This paper tackles the pervasive problem of analytic variability—often described as the “garden of forking paths”—by leveraging large language model (LLM) based AI agents as fully autonomous analysts. Traditional many‑analyst studies have shown that independent human teams can reach contradictory conclusions when analyzing the same dataset and hypothesis, but such studies are costly and rare. The authors propose a scalable alternative: AI analysts that receive a fixed dataset, a natural‑language hypothesis, and a pre‑specified primary estimand, then independently decide on every step of the analysis pipeline (data cleaning, variable construction, model specification, inference) and produce a reproducible code base and narrative report without human oversight.

The experimental design crosses three distinct dataset‑hypothesis pairs (the well‑known soccer‑referee bias study, a recent AI‑assisted programming randomized controlled trial, and a long‑running ANES time‑series survey), four contemporary LLM back‑ends (Claude Sonnet 4.5, Claude Haiku 4.5, Qwen3 480B, Qwen3 235B), and five analyst personas that encode different motivational frames (neutral, negative, positive, confirmation‑seeking, strong confirmation‑seeking). In total roughly 5,000 runs were generated, each limited to a temperature of 1.0, 250 messages or 60 minutes of compute. The agents are implemented as ReAct‑style tools within the Inspect AI framework, granting them access to a persistent Python session, a shell, and a file editor, thereby mimicking a realistic data‑science workflow.

| Check your understanding |
1. Copy the part of the AI analysts passage from "This paper tackles" to "without human oversight." word for word.
2. Proceed with the passage on AI analysts and analytic variability, picking up after its last sentence.

| Dataset |
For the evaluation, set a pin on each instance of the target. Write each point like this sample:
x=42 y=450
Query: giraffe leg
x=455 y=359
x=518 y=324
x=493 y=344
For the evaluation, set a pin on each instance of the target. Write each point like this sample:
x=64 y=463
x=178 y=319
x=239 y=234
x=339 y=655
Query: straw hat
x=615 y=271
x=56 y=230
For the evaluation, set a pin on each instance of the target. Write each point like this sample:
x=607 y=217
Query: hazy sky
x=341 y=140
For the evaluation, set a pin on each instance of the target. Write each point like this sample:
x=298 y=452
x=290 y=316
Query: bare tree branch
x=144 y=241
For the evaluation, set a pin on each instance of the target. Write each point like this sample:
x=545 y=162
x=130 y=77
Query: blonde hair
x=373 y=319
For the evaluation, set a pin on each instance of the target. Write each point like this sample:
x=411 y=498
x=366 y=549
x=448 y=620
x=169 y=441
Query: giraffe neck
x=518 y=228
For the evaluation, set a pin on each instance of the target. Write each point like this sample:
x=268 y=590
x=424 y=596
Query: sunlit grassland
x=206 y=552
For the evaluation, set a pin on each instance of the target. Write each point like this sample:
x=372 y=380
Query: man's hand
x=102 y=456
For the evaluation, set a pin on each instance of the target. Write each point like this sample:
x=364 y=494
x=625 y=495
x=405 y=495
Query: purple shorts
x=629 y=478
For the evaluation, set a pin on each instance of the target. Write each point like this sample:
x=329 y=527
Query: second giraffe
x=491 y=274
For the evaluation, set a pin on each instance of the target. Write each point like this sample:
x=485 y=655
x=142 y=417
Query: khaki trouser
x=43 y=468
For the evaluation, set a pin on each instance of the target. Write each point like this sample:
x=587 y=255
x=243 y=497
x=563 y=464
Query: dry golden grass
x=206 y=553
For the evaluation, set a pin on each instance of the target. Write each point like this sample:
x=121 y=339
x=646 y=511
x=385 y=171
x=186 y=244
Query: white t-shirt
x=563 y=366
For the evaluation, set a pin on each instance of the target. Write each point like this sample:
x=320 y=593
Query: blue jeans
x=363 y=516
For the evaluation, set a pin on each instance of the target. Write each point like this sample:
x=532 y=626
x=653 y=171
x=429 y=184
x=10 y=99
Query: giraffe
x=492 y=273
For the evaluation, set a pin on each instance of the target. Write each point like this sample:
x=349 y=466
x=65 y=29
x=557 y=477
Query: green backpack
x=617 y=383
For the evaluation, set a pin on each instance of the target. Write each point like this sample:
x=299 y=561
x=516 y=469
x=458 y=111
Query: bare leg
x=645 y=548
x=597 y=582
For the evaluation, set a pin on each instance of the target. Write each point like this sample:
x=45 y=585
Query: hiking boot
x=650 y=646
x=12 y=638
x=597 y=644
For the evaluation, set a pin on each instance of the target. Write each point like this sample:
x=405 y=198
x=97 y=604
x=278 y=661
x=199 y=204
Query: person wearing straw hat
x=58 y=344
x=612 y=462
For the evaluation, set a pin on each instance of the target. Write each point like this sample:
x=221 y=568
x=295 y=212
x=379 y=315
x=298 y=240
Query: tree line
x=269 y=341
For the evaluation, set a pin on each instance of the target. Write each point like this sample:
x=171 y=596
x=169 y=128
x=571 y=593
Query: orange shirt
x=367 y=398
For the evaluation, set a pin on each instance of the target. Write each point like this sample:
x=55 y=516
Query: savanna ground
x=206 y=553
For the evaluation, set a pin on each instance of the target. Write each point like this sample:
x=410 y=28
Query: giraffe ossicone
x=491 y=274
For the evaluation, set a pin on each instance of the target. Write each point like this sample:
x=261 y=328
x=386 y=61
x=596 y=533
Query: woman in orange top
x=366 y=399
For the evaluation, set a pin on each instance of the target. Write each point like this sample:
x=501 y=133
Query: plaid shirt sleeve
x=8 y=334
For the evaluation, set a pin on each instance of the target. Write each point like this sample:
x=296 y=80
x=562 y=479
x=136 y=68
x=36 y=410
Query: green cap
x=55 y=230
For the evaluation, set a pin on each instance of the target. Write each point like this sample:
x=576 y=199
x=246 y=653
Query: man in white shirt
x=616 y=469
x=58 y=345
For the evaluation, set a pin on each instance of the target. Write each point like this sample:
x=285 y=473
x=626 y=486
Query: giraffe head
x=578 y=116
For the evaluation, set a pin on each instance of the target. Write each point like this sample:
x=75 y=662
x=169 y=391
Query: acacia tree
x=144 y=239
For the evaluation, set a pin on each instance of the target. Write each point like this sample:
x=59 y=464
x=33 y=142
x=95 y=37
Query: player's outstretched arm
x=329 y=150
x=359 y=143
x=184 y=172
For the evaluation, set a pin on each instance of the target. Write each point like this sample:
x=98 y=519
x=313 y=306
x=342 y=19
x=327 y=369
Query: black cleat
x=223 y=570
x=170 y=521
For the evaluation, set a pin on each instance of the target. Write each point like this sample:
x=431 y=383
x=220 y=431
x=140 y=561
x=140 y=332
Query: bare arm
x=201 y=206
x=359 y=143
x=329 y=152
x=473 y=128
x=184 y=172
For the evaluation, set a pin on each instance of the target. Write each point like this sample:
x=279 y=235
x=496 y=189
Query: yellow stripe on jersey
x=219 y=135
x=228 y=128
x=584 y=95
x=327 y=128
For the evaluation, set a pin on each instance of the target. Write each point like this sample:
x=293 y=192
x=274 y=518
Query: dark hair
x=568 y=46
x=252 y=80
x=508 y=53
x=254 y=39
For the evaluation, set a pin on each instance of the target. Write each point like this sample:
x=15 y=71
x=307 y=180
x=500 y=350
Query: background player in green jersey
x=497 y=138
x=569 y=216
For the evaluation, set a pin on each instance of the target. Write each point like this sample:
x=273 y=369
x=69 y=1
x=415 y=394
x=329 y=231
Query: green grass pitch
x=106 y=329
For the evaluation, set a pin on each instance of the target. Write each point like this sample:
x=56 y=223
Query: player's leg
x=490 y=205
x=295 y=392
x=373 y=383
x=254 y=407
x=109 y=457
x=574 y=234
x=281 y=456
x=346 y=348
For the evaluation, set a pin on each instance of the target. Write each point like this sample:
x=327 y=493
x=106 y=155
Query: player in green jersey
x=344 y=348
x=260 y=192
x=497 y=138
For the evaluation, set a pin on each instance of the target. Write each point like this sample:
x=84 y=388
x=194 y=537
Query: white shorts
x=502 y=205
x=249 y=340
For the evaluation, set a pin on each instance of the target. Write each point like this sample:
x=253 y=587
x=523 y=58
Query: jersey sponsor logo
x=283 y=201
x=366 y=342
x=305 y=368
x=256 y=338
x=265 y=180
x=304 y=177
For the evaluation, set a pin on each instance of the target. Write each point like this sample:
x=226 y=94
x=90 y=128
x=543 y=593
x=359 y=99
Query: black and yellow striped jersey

| Answers for each item |
1.
This paper tackles the pervasive problem of analytic variability—often described as the “garden of forking paths”—by leveraging large language model (LLM) based AI agents as fully autonomous analysts. Traditional many‑analyst studies have shown that independent human teams can reach contradictory conclusions when analyzing the same dataset and hypothesis, but such studies are costly and rare. The authors propose a scalable alternative: AI analysts that receive a fixed dataset, a natural‑language hypothesis, and a pre‑specified primary estimand, then independently decide on every step of the analysis pipeline (data cleaning, variable construction, model specification, inference) and produce a reproducible code base and narrative report without human oversight.

2.
Because autonomous agents can hallucinate or mis‑interpret the task, a separate AI auditor (Claude Sonnet 4.5 with a dedicated audit prompt) reviews the full transcript, code artifacts, and intermediate outputs for each run. The auditor flags violations such as misspecified estimands, invalid variable constructions, or inappropriate statistical tests. Only runs that pass this audit are retained for analysis, yet even among the “methodologically sound” subset a striking dispersion remains: effect sizes, p‑values, and binary support decisions vary widely across runs. Support rates differ by 34 to 66 percentage points depending on persona, and the distribution of estimates spans both positive and negative values for the same hypothesis.

The authors trace this dispersion to concrete analytic choices. Differences in missing‑data handling, covariate selection, functional form (linear vs. non‑linear vs. Bayesian), and standard‑error calculation (clustered, bootstrapped, robust) systematically shift the results. Moreover, the outcomes are “steerable”: simply swapping the persona while holding the LLM constant moves the entire distribution toward more or less supportive conclusions; swapping the LLM while holding the persona constant also produces systematic shifts, with larger models tending to explore more complex specifications.

These findings have two major implications. First, the cheap, high‑throughput generation of defensible analyses creates a new vulnerability: evidence can be cherry‑picked or p‑hacked at scale, amplifying the risk of selective reporting. Second, the same capability offers a powerful remedy: by treating the collection of AI‑generated analyses as a multiverse, researchers can make analytic uncertainty visible, quantify it, and report it alongside traditional sampling uncertainty. The authors therefore propose a new transparency norm for AI‑assisted research: every AI‑generated analysis should be accompanied by (i) a multiverse‑style report that presents the full distribution of results, (ii) complete disclosure of the prompts, LLM version, temperature, and persona used, and (iii) the full audit trail (code, logs, intermediate outputs) on par with data and code sharing.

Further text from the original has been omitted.